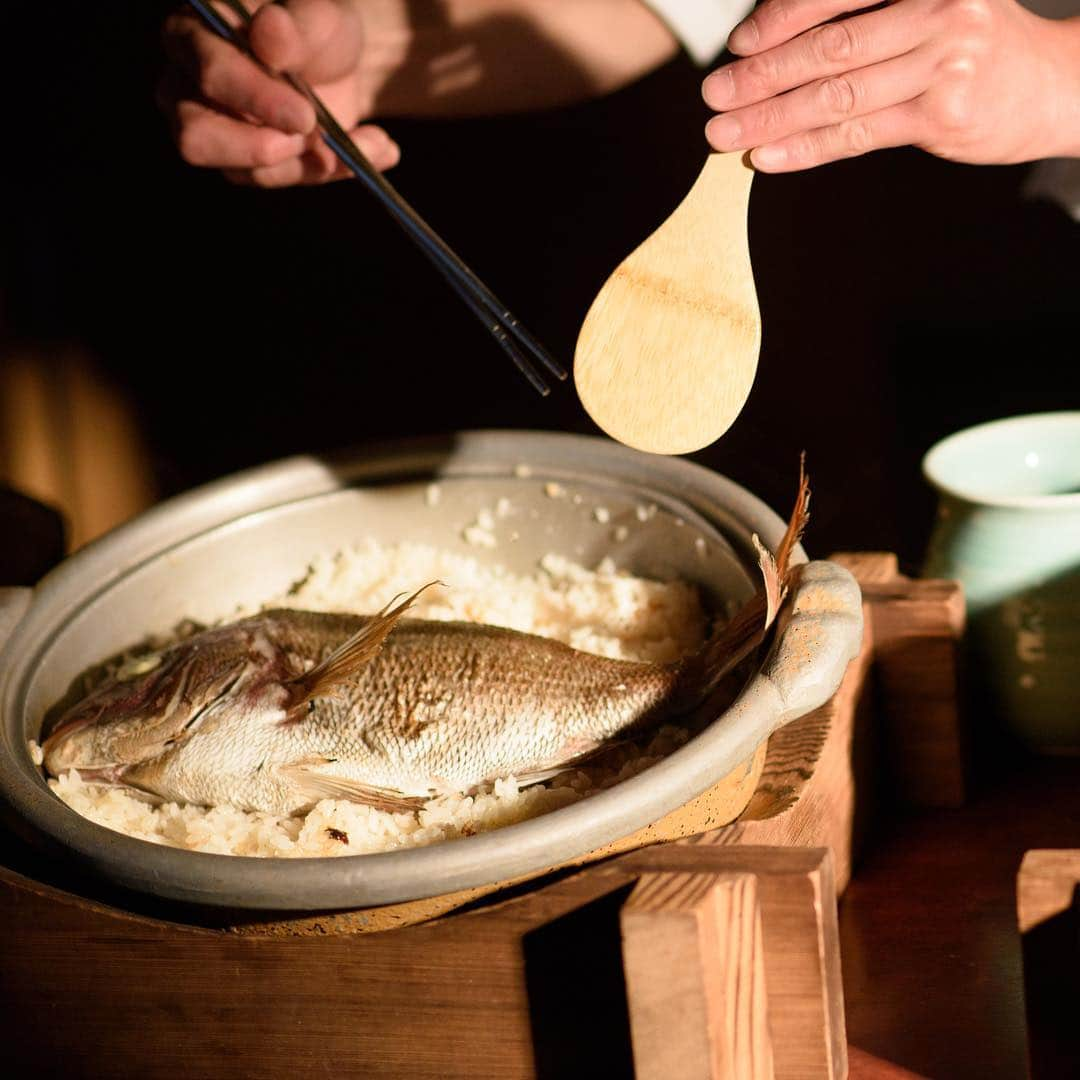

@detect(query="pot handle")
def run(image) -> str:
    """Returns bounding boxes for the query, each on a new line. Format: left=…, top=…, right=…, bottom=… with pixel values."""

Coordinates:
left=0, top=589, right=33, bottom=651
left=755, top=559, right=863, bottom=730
═══
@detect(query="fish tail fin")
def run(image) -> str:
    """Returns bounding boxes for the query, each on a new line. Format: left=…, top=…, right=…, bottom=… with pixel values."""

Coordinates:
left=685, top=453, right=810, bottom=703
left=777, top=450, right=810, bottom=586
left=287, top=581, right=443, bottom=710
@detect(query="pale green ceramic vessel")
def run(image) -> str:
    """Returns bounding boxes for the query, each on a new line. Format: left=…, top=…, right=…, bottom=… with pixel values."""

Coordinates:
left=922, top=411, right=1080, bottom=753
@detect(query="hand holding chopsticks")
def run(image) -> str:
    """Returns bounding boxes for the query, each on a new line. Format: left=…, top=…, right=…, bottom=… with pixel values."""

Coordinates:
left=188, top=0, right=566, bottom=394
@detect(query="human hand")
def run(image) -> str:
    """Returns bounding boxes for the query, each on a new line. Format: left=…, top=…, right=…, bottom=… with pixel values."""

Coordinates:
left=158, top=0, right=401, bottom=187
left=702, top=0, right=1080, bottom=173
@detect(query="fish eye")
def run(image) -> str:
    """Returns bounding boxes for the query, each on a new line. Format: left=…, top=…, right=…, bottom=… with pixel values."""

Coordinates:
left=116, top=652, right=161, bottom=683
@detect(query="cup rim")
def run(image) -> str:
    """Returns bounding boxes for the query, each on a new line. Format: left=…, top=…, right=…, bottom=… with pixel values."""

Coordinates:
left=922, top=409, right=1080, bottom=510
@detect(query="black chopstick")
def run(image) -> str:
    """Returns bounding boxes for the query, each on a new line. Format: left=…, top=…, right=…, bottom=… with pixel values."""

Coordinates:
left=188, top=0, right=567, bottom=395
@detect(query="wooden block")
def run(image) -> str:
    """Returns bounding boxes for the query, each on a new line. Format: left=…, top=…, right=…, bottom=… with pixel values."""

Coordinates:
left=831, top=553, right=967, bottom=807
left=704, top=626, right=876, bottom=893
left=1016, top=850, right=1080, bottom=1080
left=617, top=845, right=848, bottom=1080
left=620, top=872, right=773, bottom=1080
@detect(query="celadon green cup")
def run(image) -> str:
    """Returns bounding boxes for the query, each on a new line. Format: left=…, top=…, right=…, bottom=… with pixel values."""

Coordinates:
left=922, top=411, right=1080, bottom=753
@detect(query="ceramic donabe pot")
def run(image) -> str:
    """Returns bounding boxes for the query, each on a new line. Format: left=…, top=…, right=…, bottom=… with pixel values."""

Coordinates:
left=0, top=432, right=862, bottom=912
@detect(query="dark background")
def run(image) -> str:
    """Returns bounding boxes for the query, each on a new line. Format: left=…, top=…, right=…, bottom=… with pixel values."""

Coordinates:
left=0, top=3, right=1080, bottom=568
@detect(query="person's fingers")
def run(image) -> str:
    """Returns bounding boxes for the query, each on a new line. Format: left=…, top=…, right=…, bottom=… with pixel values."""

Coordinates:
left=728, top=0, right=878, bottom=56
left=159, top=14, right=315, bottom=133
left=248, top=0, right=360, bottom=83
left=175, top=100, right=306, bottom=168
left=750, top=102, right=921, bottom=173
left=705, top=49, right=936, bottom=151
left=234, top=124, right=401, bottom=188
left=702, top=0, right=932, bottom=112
═══
▶ WRITTEN REQUEST: Pick out every line above that contains the string "green", treating uppercase and lowercase as distinct, and copy each one in full.

▶ CORRECT RESULT:
@detect(query="pale green ceramic vessel")
@detect(query="celadon green cup")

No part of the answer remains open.